Exercise text:
In response to civil unrest throughout the country this past year, we are strengthening and reemphasizing our ongoing and important diversity and inclusion initiatives throughout the Branch to cultivate a culture that values individual respect, dignity, and professional growth. We expanded the Model Intern Diversity Pilot Program to fund court internships for students to work directly with judges and court executives. I also appointed a diversity and inclusion officer to provide expert guidance to courts on diversity issues. The federal defender and probation and pretrial systems also launched initiatives in this area.
Over the course of the year, several additional initiatives were launched or expanded. We created the Office of Compliance and Risk at the AO to enhance accountability and our financial oversight infrastructure. The Sixth Circuit also created a Director of Financial Integrity Office that will enhance oversight in that circuit and coordinate with our national office. We are encouraging all circuits to create similar offices, much as we have done in the realm of workplace conduct offices and oversight. With regard to workplace conduct oversight, we are pleased to announce progress in every circuit. All of the circuits and three-quarters of district and bankruptcy courts had employment dispute resolution (EDR) plans in place by the end of 2020. Those plans are based on the Model EDR Plan adopted by the Judicial Conference in 2019. Most of the circuits now have a Director of Workplace Relations Office, too.

Problems to work on:
1. From the passage on judiciary initiatives, list every office given a capitalized name that contains the word "Office."
2. Answer these questions from the passage on judiciary initiatives.
(a) What does the Model Intern Diversity Pilot Program fund?
(b) What share of district and bankruptcy courts had EDR plans in place by the end of 2020?
(c) In what year did the Judicial Conference adopt the Model EDR Plan?
3. Write the next few sentences of the passage on judiciary initiatives, starting after "Most of the circuits now have a Director of Workplace Relations Office, too."
The rows that follow are not needed for any of these tasks.

Entries shown:
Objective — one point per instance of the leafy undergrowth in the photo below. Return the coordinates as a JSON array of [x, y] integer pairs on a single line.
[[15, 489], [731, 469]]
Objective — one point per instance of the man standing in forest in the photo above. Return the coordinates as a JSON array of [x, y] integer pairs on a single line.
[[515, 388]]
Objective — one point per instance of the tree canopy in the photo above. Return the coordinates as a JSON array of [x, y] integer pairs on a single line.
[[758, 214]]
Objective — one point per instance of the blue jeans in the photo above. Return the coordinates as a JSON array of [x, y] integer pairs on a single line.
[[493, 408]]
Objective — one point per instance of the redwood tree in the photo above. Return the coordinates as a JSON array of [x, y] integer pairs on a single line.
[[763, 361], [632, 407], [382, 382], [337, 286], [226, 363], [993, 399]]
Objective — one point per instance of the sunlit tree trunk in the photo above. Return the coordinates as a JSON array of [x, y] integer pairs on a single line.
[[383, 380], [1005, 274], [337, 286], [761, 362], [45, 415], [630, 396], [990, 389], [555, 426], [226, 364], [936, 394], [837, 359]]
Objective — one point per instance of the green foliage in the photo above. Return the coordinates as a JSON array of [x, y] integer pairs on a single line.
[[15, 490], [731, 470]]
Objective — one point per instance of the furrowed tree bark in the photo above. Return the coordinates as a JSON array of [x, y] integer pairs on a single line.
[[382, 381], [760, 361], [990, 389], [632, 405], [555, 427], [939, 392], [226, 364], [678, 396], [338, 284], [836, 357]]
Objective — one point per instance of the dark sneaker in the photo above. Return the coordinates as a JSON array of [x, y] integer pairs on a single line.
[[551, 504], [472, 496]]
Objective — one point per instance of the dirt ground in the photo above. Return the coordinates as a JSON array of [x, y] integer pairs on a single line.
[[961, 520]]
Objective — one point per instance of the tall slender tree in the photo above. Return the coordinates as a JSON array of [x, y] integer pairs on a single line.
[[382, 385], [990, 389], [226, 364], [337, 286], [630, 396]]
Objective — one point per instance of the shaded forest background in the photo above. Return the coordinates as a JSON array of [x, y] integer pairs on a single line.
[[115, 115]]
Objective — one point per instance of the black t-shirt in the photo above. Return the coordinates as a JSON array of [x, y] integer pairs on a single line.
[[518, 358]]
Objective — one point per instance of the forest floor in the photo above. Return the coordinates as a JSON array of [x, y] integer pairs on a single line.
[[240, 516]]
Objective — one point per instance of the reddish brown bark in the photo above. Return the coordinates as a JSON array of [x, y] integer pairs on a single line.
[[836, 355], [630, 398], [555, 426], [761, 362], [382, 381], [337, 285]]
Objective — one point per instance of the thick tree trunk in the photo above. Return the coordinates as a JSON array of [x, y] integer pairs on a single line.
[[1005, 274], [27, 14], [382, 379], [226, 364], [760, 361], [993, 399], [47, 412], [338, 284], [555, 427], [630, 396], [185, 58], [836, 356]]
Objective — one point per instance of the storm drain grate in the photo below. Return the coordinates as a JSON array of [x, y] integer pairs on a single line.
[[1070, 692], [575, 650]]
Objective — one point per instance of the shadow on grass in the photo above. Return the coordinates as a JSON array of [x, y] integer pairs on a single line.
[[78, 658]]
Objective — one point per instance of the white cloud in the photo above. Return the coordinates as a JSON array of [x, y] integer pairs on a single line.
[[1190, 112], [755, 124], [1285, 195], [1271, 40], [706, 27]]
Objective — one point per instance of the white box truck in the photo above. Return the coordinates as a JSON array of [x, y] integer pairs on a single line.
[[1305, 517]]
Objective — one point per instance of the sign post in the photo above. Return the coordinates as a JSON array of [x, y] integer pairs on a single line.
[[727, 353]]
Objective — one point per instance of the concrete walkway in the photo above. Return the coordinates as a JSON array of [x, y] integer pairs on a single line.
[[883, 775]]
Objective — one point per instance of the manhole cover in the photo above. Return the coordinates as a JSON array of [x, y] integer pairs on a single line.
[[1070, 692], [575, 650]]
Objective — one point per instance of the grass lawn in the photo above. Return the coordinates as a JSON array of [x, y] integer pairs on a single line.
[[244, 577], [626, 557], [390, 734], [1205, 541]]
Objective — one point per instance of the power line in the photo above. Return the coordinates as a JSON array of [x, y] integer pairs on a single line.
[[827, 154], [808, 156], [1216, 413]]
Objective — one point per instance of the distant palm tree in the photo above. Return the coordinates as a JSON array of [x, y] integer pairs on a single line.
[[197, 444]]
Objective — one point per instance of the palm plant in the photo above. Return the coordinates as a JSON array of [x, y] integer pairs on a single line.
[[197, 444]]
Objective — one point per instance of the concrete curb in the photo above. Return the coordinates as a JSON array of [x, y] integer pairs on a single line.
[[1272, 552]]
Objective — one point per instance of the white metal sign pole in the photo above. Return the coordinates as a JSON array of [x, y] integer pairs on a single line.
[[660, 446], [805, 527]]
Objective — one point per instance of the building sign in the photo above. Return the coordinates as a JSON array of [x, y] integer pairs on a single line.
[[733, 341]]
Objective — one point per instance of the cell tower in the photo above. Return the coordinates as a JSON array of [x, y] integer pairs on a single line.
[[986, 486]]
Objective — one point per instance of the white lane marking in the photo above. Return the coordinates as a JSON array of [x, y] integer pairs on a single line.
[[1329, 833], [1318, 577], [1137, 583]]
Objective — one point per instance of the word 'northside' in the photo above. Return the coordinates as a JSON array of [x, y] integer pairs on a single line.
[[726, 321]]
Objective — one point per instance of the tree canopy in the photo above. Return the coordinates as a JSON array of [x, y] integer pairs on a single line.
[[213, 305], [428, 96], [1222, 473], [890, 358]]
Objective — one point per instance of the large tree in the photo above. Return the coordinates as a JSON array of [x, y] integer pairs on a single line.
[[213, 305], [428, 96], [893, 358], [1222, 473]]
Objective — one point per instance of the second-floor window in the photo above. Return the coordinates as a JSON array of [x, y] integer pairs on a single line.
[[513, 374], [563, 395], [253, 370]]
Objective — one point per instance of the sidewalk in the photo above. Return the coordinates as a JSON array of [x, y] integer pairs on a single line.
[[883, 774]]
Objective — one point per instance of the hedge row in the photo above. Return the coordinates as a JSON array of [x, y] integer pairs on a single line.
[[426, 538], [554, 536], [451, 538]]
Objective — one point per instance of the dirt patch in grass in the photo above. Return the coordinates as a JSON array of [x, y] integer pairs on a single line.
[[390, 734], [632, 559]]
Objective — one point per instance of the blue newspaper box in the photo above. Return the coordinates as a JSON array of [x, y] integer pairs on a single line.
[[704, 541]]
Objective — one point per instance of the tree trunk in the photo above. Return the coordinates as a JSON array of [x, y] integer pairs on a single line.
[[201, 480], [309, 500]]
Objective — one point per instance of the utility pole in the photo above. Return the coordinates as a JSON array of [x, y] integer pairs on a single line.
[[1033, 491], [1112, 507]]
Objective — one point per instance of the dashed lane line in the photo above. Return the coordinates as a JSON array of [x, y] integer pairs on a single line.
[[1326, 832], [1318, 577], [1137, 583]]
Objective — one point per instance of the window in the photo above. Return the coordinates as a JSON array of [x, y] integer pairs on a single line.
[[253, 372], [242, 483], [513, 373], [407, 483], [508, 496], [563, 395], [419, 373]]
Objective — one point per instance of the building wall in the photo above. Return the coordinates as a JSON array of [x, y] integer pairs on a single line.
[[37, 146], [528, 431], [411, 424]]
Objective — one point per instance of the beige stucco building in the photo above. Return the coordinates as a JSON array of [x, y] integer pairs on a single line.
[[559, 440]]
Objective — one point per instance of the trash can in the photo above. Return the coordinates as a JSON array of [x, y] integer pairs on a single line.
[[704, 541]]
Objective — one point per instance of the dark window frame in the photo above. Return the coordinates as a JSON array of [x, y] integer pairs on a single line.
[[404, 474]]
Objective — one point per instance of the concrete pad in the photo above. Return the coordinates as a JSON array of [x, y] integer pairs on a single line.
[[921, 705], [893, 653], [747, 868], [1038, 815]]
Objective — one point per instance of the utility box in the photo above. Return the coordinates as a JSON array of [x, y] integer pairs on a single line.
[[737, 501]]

Per-task outputs:
1.
Office of Compliance and Risk
Director of Financial Integrity Office
Director of Workplace Relations Office

2.
(a) Court internships for students to work directly with judges and court executives.
(b) Three-quarters.
(c) 2019.

3.
On the legislative front, during the lame-duck session of Congress, a bill that would impose severe budgetary problems on the Judiciary by requiring a complete overhaul of the Case Management and Electronic Case Files (CM/ECF) system in the federal courts, without provision for adequate and sustainable funding, was passed by the House of Representatives. We were successful in obtaining removal of some, but not all, of the troublesome provisions in the bill in the House and in persuading the Senate to postpone action while additional information is gathered. Discussions about the bill will continue in the new Congress in 2021, and we were encouraged at the end of the year by House Majority Leader Steny Hoyer’s floor statement that we would “continue refining the bill in mutual discussions.” Those discussions will be better informed once a General Services Administration study on costs is completed. Recent cybersecurity breaches in government systems also may impact discussions of the breadth and budget of this legislation.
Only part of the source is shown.